=== Data for the task ===

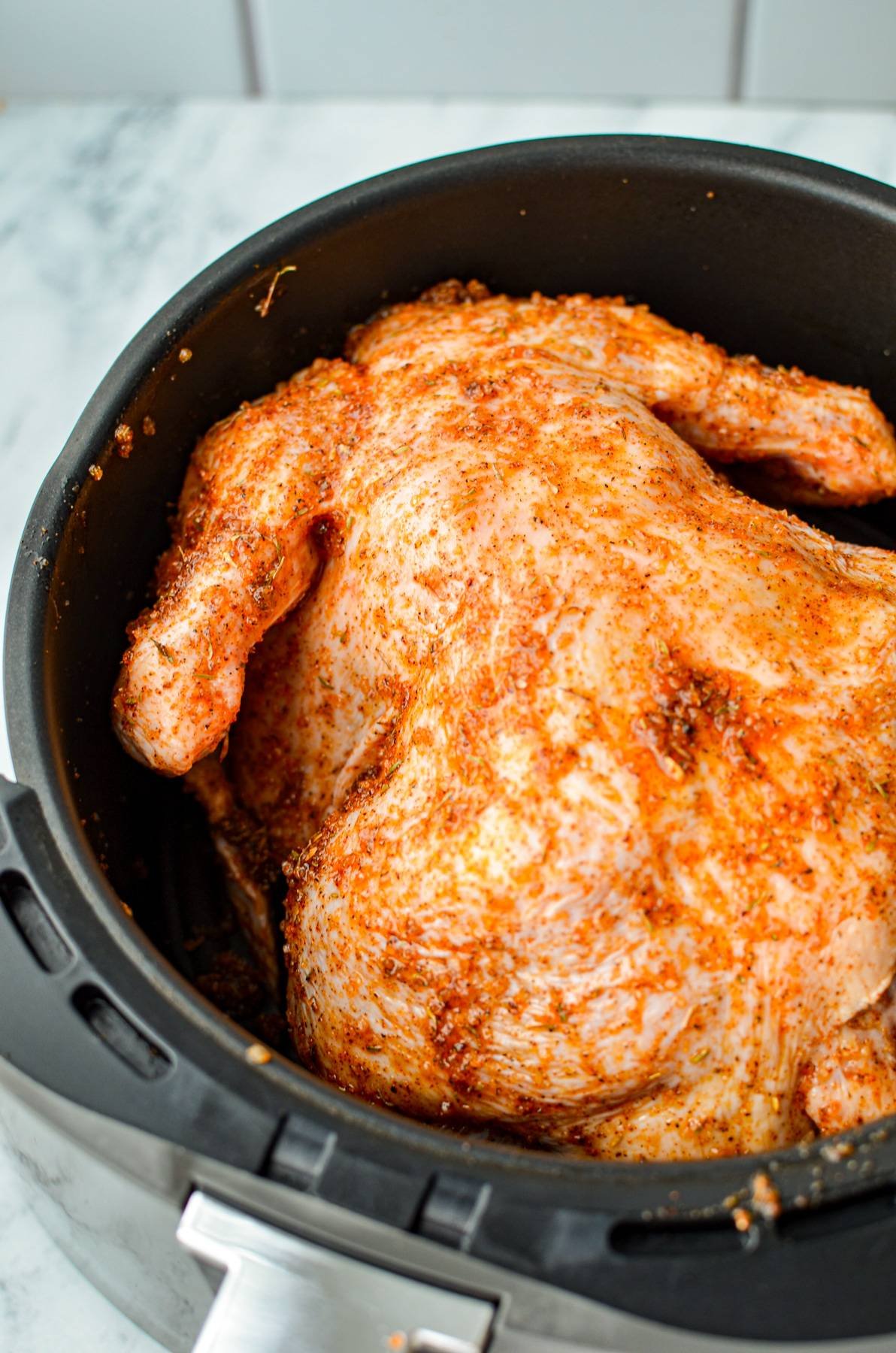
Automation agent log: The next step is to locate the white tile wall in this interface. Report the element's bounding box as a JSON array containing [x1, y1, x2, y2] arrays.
[[0, 0, 252, 96], [253, 0, 737, 98], [0, 0, 896, 107], [743, 0, 896, 103]]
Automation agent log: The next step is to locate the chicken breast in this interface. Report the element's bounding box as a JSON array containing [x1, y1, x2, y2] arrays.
[[114, 284, 896, 1158]]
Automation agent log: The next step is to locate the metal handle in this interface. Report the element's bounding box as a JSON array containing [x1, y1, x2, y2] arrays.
[[177, 1192, 495, 1353]]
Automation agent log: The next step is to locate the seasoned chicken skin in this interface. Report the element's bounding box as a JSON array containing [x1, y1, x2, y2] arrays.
[[114, 284, 896, 1158]]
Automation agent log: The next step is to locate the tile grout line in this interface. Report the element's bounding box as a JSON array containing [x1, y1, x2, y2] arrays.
[[728, 0, 750, 103], [237, 0, 267, 98]]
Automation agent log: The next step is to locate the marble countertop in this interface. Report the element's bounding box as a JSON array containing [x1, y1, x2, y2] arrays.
[[0, 98, 896, 1353]]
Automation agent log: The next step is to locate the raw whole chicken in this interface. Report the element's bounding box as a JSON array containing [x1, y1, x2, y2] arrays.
[[114, 283, 896, 1160]]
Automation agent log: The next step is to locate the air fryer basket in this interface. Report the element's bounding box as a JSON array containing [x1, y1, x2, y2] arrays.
[[0, 137, 896, 1338]]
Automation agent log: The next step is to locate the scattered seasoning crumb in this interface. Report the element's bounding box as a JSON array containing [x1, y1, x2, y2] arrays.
[[153, 639, 174, 667], [256, 262, 295, 319], [752, 1170, 781, 1226], [115, 423, 134, 460], [247, 1043, 272, 1066]]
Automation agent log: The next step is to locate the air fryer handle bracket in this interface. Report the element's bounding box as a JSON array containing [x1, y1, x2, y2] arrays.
[[0, 776, 277, 1172], [177, 1192, 495, 1353]]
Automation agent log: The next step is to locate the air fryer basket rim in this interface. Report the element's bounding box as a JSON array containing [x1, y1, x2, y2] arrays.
[[4, 135, 896, 1211]]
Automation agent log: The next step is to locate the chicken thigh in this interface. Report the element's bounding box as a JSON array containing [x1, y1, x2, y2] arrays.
[[114, 284, 896, 1158]]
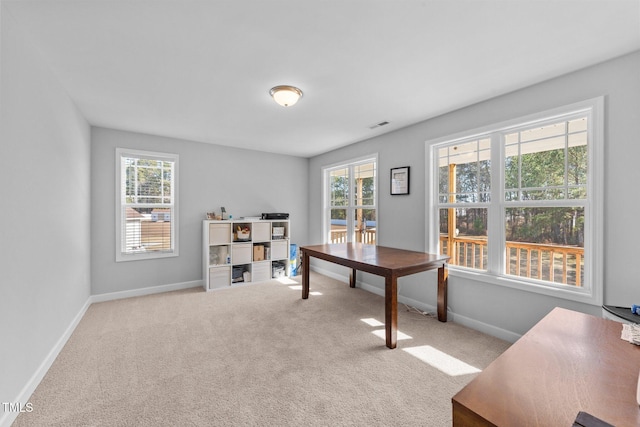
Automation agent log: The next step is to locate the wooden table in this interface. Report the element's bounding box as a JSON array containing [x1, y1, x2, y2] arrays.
[[452, 308, 640, 427], [300, 243, 449, 348]]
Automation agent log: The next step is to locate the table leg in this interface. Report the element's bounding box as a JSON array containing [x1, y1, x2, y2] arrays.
[[349, 268, 357, 288], [302, 251, 311, 299], [438, 264, 449, 322], [384, 276, 398, 348]]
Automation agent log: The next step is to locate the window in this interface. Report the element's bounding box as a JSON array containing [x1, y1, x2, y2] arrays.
[[324, 157, 377, 245], [427, 99, 603, 304], [116, 148, 178, 261]]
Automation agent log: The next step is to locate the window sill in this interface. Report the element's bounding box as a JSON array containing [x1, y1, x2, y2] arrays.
[[116, 251, 178, 262], [449, 265, 602, 306]]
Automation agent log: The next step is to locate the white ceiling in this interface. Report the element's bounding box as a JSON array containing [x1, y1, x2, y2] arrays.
[[2, 0, 640, 157]]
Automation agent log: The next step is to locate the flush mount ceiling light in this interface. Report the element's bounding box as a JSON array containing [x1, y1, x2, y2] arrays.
[[269, 85, 302, 107]]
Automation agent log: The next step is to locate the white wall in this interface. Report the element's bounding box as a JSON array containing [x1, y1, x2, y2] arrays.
[[309, 52, 640, 339], [91, 128, 309, 295], [0, 7, 90, 425]]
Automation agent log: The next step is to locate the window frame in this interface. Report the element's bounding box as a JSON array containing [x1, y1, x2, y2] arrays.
[[322, 153, 380, 245], [425, 97, 604, 306], [115, 147, 179, 262]]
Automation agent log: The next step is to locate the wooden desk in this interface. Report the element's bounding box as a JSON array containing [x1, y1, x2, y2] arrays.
[[452, 308, 640, 427], [300, 243, 449, 348]]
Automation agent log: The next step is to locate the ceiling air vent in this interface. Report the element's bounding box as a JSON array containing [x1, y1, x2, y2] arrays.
[[369, 121, 389, 129]]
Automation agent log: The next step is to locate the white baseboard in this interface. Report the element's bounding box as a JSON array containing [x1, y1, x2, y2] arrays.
[[0, 280, 202, 427], [90, 280, 202, 303], [0, 297, 91, 427], [311, 266, 521, 343]]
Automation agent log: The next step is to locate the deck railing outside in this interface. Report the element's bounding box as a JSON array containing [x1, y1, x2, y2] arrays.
[[330, 228, 376, 245], [440, 234, 584, 287]]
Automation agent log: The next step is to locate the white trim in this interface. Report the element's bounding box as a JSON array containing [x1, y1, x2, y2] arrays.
[[90, 280, 202, 303], [320, 152, 380, 246], [0, 297, 91, 427], [114, 147, 180, 262], [0, 280, 202, 427], [425, 96, 605, 306]]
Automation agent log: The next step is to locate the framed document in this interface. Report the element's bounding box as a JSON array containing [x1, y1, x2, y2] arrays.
[[391, 166, 409, 196]]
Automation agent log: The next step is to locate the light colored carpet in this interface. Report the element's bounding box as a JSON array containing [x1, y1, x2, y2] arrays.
[[14, 272, 509, 427]]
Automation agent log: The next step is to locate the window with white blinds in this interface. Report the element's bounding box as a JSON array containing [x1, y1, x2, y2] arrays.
[[116, 148, 178, 261]]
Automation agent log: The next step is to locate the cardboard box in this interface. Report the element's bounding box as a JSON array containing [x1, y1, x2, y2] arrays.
[[253, 245, 264, 261]]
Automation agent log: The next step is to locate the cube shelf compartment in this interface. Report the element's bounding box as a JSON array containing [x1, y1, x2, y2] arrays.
[[202, 220, 289, 291]]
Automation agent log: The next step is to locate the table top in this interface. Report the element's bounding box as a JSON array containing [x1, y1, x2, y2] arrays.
[[300, 243, 449, 276], [452, 308, 640, 426]]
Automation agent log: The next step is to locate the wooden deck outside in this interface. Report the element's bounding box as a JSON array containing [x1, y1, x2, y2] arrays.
[[440, 234, 584, 287]]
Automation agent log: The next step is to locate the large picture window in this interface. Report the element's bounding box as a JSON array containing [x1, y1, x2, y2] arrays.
[[427, 99, 603, 304], [116, 148, 178, 261], [324, 157, 378, 245]]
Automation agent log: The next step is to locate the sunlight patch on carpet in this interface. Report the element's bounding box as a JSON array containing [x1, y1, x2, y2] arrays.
[[360, 317, 384, 327], [402, 345, 481, 377], [371, 329, 413, 341]]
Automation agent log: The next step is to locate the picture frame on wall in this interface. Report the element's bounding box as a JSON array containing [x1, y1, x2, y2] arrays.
[[391, 166, 409, 196]]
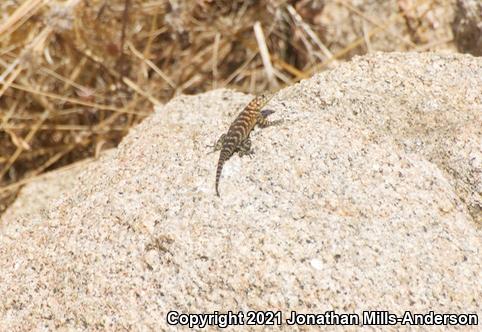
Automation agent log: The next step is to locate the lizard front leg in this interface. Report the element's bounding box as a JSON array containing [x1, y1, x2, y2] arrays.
[[238, 137, 254, 158], [256, 110, 283, 128], [207, 134, 226, 154]]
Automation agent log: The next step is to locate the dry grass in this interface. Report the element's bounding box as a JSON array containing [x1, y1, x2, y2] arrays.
[[0, 0, 451, 213]]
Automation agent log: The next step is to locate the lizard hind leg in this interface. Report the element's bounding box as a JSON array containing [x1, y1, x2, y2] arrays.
[[238, 138, 254, 158]]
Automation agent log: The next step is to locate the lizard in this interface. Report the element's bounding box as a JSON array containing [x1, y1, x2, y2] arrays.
[[208, 93, 281, 197]]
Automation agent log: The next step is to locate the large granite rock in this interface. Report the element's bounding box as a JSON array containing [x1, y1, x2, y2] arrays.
[[0, 54, 482, 330]]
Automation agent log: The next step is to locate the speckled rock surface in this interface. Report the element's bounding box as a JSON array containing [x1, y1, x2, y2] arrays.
[[0, 54, 482, 330]]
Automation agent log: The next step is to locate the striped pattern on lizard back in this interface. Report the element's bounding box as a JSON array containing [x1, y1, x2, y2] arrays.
[[214, 94, 274, 196]]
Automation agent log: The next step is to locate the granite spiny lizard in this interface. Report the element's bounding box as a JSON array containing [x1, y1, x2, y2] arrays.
[[209, 93, 281, 196]]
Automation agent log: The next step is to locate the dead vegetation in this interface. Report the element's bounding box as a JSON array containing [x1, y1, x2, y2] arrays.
[[0, 0, 458, 212]]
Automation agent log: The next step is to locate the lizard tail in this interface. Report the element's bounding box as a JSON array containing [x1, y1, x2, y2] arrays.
[[216, 151, 229, 197]]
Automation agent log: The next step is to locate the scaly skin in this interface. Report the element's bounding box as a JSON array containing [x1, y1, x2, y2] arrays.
[[210, 94, 279, 197]]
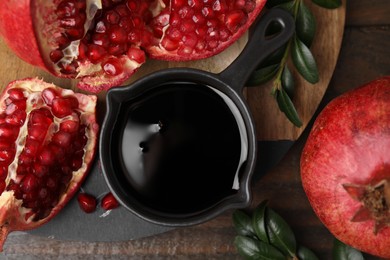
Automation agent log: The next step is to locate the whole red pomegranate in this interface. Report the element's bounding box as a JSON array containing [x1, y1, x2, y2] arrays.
[[301, 77, 390, 258], [0, 79, 98, 250], [0, 0, 266, 92]]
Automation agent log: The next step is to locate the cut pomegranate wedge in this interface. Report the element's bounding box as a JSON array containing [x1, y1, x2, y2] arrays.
[[0, 0, 266, 92], [0, 79, 98, 250]]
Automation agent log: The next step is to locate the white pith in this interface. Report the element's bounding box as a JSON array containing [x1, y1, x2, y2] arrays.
[[0, 79, 98, 224]]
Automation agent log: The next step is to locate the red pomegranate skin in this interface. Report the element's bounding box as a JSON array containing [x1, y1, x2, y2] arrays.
[[0, 0, 45, 68], [300, 77, 390, 258], [0, 78, 99, 251]]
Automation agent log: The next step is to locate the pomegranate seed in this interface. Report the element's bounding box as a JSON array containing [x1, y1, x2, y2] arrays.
[[178, 6, 194, 19], [187, 0, 204, 10], [38, 146, 55, 166], [180, 20, 195, 33], [0, 148, 16, 165], [108, 26, 127, 43], [60, 120, 79, 133], [106, 10, 120, 24], [0, 180, 6, 195], [166, 27, 183, 42], [115, 5, 130, 17], [192, 13, 206, 25], [49, 143, 66, 164], [60, 14, 85, 29], [46, 176, 58, 191], [58, 61, 78, 75], [0, 165, 8, 181], [202, 6, 214, 18], [213, 0, 228, 13], [92, 34, 110, 48], [225, 10, 248, 32], [38, 187, 49, 199], [127, 29, 141, 44], [24, 138, 41, 157], [5, 100, 26, 115], [76, 0, 87, 10], [77, 193, 97, 213], [245, 0, 256, 13], [127, 47, 146, 64], [177, 45, 194, 56], [108, 43, 127, 56], [71, 156, 83, 171], [52, 97, 79, 118], [52, 131, 72, 147], [101, 192, 119, 210], [19, 151, 33, 167], [102, 58, 123, 76], [41, 88, 58, 106], [161, 37, 180, 51], [119, 16, 134, 32], [0, 124, 19, 142], [79, 41, 88, 61], [55, 35, 70, 49], [5, 110, 27, 126], [132, 15, 144, 28], [66, 28, 84, 41], [88, 44, 107, 63], [20, 173, 39, 193], [28, 126, 47, 142], [56, 1, 76, 18], [219, 28, 232, 42], [126, 0, 138, 12], [49, 50, 64, 63], [95, 21, 107, 33], [7, 88, 26, 101], [32, 162, 49, 178], [172, 0, 187, 7]]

===

◆ Challenge: Reproduce word for word the lines above, beginning with the line that contains "Automation agent log: The next step is to locate the whole" and continuing through the line that contains "0, 266, 92]]", with both of those lines included.

◆ Finished exercise:
Automation agent log: The next step is to locate the whole red pomegranate in this interface. Report the element's bounding box as a JSON array containing [x1, y1, x2, y2] arrays.
[[301, 77, 390, 258], [0, 79, 98, 250], [0, 0, 266, 92]]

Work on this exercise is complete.